See this post for a brief description of my 500 People challenge.
This has been the second week of the Sydney Film Festival, at one session of which I found myself seated next to the chap from encounter Nº 14 in my last post in this series (link here). We took up our conversation where we’d left off. But there were more new encounters, most of them fleeting.
1. Saturday night 13 November, in a rare nighttime outing, we had another pleasant conversation with another Sydney Film Festival-goer. She and her partner had choctops, the first time in many months she said, and regretted it instantly. We had one film in common – Quo Vadis, Aida?, which we all loved – but in general they had been a lot less lucky than we had in their choice of movies.
2–4. Thursday, I was in our local pool with Ruby. A swimming class was in full swing in the other half of the small pool. A little girl came from the class to play in our area with a woman who was clearly her grandmother. There were only four of us in this part of the pool. I said, by way of an invitation to chat, ‘It’s hard work, but we seem to be managing.’ She accepted the invitation with something equally inane. But the little girl seized the opportunity: she told me her name (A–), her age (four and a half), her pets’ names, where her mother was (at home), and quite a lot more. Her best line was, “I’ve just been in the swimming class, and now I can swim.’ Her grandmother, sensing that Ruby was feeling sidelined, eventually broke into the conversation. We agreed that A– liked to chat, and that it was a good thing there were no skeletons in the family closet. A little later the Emerging Artist joined us, and our two groups reconnected when the other grandmother called the EA by name: they knew each other from a long way back, and it’s true you can’t take the EA anywhere without somebody knowing her (I’m thinking of museums in Manhattan and Istanbul, for example). Anyhow, the third encounter in this batch was with A–’s grandfather, who had been walking around the perimeter of the pool. When I got out, he was supervising A– in the shallow pool. I tried the same opening that had worked so well with his wife, ‘Hard work but we seem to be managing.’ He looked at me as if I was slightly daft and slightly annoying – but I’m including him anyhow.

◆ GOAL 1: Lay out the entries as a JSON list of strings, one string per line, covering everything from the start of the entries down to the line containing "point(11, 135)", with both ends included. Leave out blank lines and any pictures.

◆ STORED ROWS:
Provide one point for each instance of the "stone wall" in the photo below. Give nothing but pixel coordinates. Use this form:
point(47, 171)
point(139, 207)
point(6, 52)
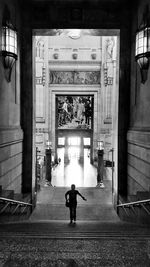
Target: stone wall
point(139, 131)
point(11, 135)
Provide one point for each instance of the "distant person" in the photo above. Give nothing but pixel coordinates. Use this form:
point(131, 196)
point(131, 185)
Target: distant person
point(71, 197)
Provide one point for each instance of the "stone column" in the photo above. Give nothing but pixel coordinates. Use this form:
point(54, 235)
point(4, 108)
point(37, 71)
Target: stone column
point(66, 159)
point(48, 166)
point(81, 159)
point(100, 168)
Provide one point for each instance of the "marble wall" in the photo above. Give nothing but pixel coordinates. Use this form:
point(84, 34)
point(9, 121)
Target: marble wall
point(139, 129)
point(11, 134)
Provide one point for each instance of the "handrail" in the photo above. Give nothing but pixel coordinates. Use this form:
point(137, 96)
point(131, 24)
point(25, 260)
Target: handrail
point(134, 203)
point(15, 201)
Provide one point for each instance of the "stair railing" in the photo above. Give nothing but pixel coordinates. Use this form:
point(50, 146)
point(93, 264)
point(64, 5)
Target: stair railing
point(7, 202)
point(132, 205)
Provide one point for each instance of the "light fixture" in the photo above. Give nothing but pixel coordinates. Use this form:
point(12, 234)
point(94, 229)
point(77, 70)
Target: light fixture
point(142, 49)
point(9, 44)
point(100, 145)
point(48, 144)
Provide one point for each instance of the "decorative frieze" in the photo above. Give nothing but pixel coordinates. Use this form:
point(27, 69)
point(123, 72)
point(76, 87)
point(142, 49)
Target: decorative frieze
point(74, 77)
point(41, 130)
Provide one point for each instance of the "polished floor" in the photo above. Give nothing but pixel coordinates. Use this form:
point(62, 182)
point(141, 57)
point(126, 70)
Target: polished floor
point(51, 199)
point(82, 175)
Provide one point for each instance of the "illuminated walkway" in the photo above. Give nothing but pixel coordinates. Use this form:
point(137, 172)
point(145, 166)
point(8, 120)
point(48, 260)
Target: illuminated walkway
point(82, 175)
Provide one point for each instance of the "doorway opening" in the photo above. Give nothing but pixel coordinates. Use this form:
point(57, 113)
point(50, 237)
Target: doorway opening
point(73, 64)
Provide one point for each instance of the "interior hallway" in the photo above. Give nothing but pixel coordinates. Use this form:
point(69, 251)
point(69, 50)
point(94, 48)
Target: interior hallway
point(82, 175)
point(51, 199)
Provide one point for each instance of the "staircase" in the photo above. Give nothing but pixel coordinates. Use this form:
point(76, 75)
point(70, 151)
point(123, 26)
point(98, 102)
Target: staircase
point(14, 207)
point(85, 244)
point(136, 208)
point(98, 239)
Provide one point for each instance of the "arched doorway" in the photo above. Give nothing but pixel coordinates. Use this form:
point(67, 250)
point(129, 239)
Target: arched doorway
point(104, 94)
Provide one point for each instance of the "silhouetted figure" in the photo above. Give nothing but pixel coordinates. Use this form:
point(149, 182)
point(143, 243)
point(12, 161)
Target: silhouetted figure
point(71, 197)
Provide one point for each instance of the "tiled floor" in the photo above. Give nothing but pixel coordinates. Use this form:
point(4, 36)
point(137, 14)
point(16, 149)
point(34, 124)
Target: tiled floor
point(83, 175)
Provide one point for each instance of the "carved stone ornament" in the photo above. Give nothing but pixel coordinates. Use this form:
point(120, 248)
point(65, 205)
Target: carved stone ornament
point(75, 56)
point(55, 56)
point(74, 77)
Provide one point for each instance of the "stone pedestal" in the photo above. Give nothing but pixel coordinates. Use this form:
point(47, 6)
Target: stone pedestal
point(48, 165)
point(100, 167)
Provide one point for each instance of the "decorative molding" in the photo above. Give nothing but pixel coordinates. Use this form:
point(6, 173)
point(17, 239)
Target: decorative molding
point(10, 136)
point(74, 77)
point(139, 137)
point(41, 130)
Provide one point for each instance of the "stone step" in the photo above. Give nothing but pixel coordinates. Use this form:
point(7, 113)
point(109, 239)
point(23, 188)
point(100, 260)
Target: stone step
point(7, 193)
point(85, 244)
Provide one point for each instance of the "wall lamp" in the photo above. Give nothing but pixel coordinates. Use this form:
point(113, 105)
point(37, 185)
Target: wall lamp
point(9, 44)
point(100, 145)
point(142, 49)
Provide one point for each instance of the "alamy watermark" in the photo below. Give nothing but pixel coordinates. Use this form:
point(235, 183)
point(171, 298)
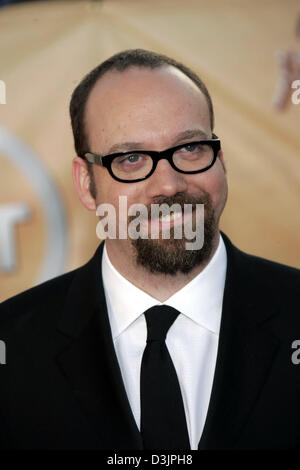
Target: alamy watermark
point(2, 92)
point(187, 223)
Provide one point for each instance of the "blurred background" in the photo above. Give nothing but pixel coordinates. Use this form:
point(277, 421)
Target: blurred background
point(45, 50)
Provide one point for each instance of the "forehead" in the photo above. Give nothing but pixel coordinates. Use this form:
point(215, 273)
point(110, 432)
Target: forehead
point(145, 104)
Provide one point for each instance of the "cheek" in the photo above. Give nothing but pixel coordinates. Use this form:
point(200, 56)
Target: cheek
point(214, 183)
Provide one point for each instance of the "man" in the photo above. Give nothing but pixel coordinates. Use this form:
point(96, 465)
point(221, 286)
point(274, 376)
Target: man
point(151, 345)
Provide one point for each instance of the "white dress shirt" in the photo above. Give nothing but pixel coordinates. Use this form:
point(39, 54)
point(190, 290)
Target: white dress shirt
point(192, 340)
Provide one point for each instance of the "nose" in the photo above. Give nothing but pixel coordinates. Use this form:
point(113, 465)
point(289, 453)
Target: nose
point(165, 181)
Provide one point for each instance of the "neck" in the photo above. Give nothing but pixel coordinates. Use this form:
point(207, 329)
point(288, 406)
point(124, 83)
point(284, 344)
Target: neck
point(159, 286)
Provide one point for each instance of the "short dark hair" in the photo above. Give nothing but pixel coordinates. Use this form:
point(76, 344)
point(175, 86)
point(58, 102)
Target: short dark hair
point(122, 61)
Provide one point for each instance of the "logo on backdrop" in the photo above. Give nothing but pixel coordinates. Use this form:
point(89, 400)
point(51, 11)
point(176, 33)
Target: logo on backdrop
point(17, 212)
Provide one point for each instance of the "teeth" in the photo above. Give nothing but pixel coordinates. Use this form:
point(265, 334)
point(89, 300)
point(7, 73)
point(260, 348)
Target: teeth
point(170, 217)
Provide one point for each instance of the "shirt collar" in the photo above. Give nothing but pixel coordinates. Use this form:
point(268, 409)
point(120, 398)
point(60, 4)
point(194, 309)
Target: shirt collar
point(200, 300)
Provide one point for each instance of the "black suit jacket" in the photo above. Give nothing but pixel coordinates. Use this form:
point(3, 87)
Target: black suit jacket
point(61, 387)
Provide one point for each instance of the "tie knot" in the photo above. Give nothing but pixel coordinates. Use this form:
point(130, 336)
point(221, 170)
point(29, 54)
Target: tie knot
point(159, 319)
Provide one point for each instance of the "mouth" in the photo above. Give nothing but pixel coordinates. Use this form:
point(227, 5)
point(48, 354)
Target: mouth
point(170, 220)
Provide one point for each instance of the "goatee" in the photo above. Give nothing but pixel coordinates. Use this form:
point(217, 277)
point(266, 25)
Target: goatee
point(171, 256)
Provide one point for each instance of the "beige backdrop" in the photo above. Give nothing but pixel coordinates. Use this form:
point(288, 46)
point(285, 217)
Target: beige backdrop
point(46, 48)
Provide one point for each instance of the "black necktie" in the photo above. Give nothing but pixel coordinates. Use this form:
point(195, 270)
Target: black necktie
point(163, 424)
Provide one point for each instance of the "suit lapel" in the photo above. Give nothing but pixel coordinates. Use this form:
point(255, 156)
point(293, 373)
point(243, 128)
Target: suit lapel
point(89, 362)
point(246, 352)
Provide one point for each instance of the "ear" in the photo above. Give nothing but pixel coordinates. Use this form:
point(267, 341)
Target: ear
point(221, 157)
point(82, 182)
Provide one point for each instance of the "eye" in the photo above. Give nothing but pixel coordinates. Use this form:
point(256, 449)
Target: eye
point(191, 147)
point(133, 158)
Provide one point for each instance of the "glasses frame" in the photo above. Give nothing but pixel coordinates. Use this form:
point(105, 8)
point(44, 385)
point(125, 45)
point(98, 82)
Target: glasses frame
point(106, 160)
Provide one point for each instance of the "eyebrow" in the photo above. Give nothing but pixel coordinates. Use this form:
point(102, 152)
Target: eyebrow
point(188, 134)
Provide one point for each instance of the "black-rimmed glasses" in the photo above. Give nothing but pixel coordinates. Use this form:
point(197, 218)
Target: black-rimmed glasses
point(137, 165)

◆ GOAL 2:
Answer these questions about the blog post:
(a) Which film had the narrator and the other Sydney Film Festival-goers all seen?
(b) What age did the little girl at the pool give for herself?
(c) What had the festival-goer and her partner eaten and then regretted?

◆ OUTPUT 1:
[
  "Provide one point for each instance of the \"stone wall\" in the photo below. Give nothing but pixel coordinates. Use this form:",
  "point(47, 171)",
  "point(139, 207)",
  "point(6, 52)",
  "Target: stone wall",
  "point(139, 131)",
  "point(11, 135)"
]

◆ OUTPUT 2:
(a) Quo Vadis, Aida?
(b) Four and a half.
(c) Choctops.